▶ **Work instruction**:
When the line with "box: [607, 342, 890, 649]" appears below, start repeating lines exactly, and keep going through the line with "366L709 355L637 507L608"; add nothing outside that span.

▶ **Material to process**:
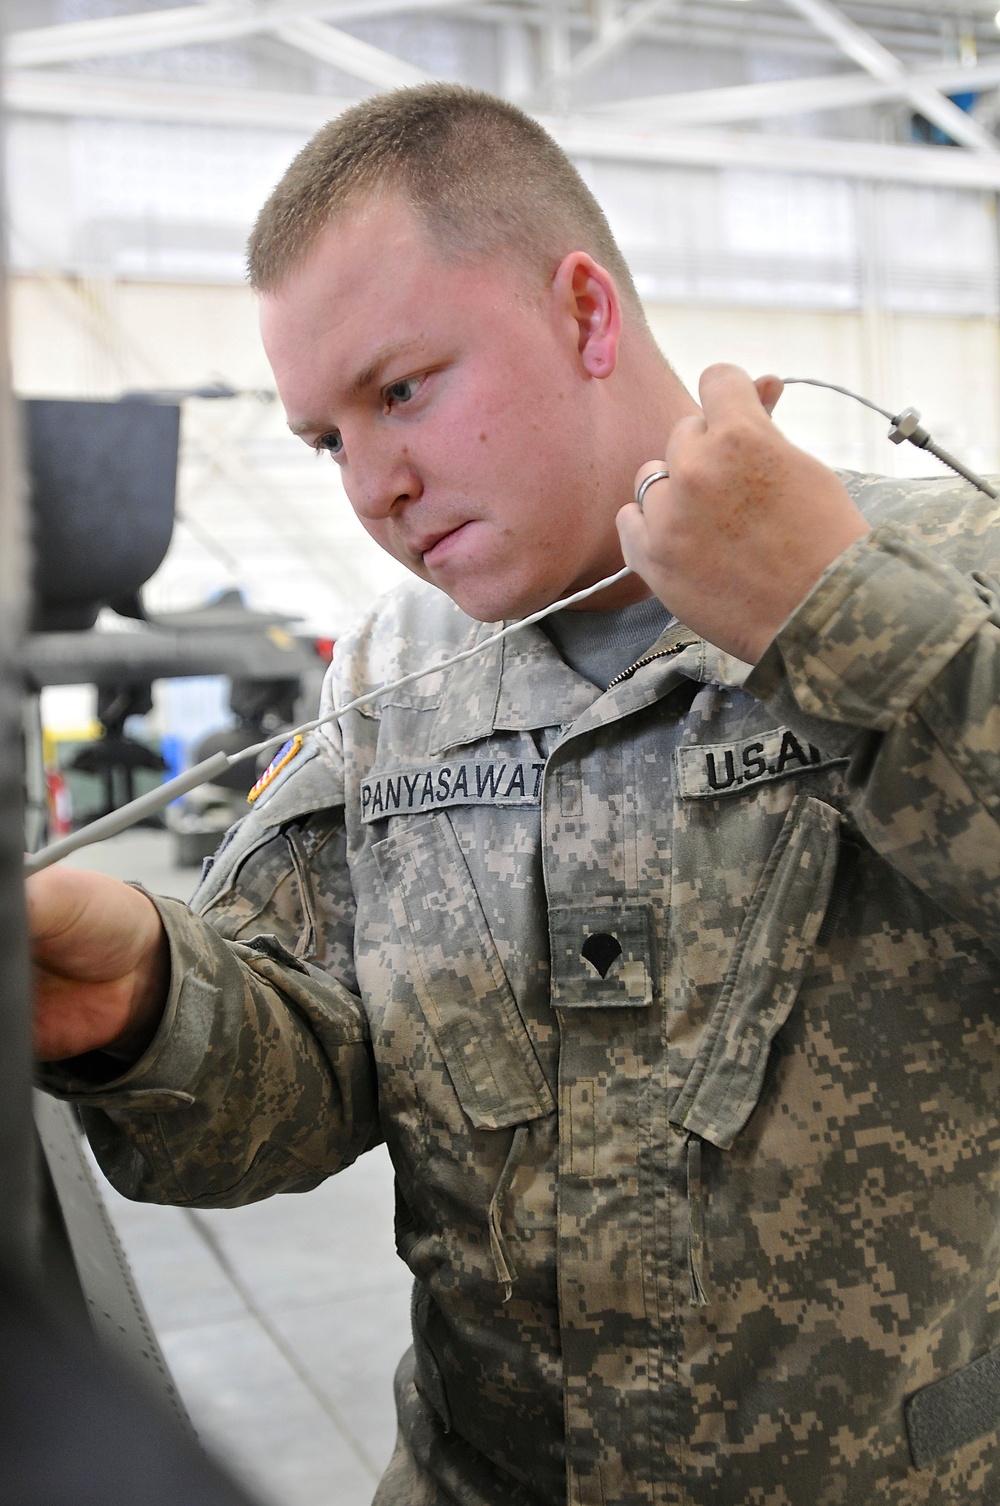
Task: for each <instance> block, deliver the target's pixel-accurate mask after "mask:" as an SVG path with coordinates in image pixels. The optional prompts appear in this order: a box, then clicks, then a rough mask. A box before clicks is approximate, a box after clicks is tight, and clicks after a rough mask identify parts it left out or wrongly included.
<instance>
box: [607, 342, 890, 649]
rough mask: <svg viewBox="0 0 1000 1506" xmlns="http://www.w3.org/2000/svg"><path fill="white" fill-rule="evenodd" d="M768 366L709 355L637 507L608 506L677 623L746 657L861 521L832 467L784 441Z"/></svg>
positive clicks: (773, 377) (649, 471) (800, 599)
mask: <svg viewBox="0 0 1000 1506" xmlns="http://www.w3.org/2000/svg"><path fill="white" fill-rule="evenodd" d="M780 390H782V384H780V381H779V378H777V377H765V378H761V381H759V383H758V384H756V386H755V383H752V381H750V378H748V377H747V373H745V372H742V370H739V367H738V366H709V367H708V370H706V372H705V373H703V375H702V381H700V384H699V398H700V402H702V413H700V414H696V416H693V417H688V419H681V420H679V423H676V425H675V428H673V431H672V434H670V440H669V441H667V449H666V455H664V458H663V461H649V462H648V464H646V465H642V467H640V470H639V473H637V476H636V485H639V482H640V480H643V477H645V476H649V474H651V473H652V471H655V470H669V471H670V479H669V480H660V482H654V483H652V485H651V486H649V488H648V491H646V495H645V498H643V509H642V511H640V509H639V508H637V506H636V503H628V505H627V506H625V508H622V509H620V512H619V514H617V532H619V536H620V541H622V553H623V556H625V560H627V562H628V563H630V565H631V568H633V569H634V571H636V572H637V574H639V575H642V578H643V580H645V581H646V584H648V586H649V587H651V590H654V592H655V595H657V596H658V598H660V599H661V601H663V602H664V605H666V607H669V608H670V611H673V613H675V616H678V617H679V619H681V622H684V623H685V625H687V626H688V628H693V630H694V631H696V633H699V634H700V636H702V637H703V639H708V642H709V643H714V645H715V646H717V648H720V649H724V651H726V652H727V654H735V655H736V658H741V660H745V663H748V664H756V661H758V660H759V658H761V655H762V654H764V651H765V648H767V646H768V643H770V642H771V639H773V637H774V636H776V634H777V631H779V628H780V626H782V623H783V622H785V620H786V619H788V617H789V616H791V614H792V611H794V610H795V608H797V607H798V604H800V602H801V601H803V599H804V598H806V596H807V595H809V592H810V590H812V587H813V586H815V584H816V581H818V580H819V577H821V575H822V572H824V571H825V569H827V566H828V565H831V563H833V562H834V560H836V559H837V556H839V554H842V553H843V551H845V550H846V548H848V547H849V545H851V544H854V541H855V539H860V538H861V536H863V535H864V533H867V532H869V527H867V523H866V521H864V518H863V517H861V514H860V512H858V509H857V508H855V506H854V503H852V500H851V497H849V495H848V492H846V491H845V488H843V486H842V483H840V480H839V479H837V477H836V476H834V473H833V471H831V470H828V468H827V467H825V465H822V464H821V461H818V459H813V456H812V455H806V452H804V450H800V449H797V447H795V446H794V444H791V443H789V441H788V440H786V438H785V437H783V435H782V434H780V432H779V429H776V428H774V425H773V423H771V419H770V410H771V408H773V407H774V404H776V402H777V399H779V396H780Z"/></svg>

--

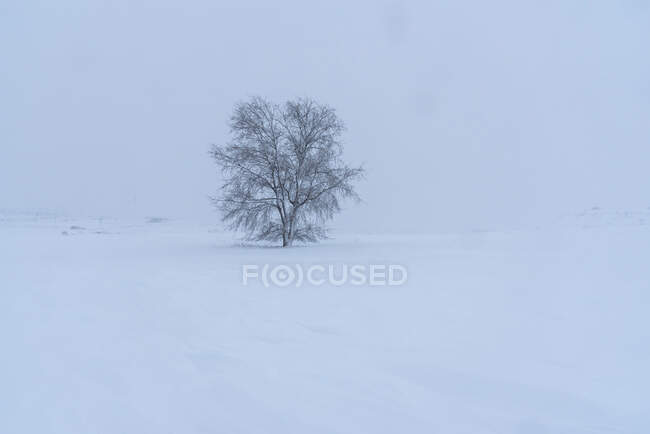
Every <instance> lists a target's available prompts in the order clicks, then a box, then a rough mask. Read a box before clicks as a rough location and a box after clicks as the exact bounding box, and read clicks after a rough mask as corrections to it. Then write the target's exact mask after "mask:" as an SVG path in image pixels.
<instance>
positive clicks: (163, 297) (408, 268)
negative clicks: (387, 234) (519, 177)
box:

--

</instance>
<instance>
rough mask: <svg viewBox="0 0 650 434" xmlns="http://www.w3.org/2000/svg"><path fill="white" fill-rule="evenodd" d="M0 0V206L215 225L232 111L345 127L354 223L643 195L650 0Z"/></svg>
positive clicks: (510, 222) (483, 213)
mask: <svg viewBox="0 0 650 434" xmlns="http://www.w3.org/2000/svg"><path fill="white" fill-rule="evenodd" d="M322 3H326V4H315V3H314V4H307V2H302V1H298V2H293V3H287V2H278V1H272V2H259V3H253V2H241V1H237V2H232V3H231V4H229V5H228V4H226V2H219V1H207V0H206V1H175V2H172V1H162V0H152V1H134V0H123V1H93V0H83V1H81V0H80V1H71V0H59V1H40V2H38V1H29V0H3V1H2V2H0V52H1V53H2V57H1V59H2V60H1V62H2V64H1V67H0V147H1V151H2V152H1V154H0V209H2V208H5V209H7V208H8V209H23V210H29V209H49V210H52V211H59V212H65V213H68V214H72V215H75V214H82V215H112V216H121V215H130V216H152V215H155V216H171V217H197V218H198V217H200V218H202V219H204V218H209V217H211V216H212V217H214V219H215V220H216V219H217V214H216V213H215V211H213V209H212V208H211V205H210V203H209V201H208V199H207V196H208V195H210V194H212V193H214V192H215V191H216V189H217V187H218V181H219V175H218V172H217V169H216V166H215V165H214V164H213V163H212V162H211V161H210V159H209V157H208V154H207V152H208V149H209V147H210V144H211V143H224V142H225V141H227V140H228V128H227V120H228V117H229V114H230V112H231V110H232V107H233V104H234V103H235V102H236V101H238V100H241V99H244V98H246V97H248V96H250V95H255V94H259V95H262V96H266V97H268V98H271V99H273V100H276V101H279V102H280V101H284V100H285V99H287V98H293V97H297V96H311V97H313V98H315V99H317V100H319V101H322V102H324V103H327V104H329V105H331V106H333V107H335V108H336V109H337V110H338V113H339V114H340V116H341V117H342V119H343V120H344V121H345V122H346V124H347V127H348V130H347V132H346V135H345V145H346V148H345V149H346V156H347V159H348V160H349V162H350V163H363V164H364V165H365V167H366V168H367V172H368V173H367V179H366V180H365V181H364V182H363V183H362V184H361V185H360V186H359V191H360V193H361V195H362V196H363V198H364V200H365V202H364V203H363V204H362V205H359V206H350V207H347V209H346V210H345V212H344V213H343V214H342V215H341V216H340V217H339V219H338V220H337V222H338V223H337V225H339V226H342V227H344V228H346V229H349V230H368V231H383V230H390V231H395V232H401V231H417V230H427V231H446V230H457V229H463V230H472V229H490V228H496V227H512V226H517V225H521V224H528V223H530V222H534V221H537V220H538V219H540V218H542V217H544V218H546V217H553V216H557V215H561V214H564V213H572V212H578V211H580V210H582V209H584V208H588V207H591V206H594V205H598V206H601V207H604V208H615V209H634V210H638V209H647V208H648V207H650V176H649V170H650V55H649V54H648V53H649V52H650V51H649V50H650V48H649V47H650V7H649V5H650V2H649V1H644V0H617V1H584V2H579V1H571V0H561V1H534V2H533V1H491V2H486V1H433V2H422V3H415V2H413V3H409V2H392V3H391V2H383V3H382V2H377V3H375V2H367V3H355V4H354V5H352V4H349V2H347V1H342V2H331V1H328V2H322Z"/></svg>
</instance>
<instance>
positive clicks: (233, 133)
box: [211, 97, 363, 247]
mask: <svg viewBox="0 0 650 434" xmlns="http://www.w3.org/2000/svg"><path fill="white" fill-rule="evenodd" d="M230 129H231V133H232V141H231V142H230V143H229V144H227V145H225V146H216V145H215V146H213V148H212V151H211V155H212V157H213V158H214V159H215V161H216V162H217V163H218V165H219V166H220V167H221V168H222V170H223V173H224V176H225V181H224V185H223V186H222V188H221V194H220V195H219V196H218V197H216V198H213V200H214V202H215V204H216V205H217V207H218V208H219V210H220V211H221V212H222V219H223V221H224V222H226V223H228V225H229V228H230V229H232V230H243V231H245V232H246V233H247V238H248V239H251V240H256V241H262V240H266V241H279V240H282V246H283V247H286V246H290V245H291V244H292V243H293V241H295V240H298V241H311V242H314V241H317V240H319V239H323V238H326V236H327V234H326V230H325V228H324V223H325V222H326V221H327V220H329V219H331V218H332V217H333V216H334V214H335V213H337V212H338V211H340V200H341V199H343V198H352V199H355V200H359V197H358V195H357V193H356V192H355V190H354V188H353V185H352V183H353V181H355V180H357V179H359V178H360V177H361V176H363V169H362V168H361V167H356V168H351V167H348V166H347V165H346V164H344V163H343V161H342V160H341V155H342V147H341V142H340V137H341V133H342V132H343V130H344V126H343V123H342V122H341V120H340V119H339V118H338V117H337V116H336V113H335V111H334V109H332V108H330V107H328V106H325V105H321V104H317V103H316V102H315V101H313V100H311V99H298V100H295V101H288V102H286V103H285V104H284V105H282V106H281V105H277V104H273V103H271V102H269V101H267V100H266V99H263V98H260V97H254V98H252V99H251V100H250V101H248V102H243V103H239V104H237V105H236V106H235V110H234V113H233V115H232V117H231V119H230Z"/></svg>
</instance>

▶ **Solution to this problem**:
box: [607, 342, 890, 649]
rough mask: <svg viewBox="0 0 1000 1506" xmlns="http://www.w3.org/2000/svg"><path fill="white" fill-rule="evenodd" d="M768 366L709 355L637 507L608 506L677 623L746 657L861 521L832 467L784 441Z"/></svg>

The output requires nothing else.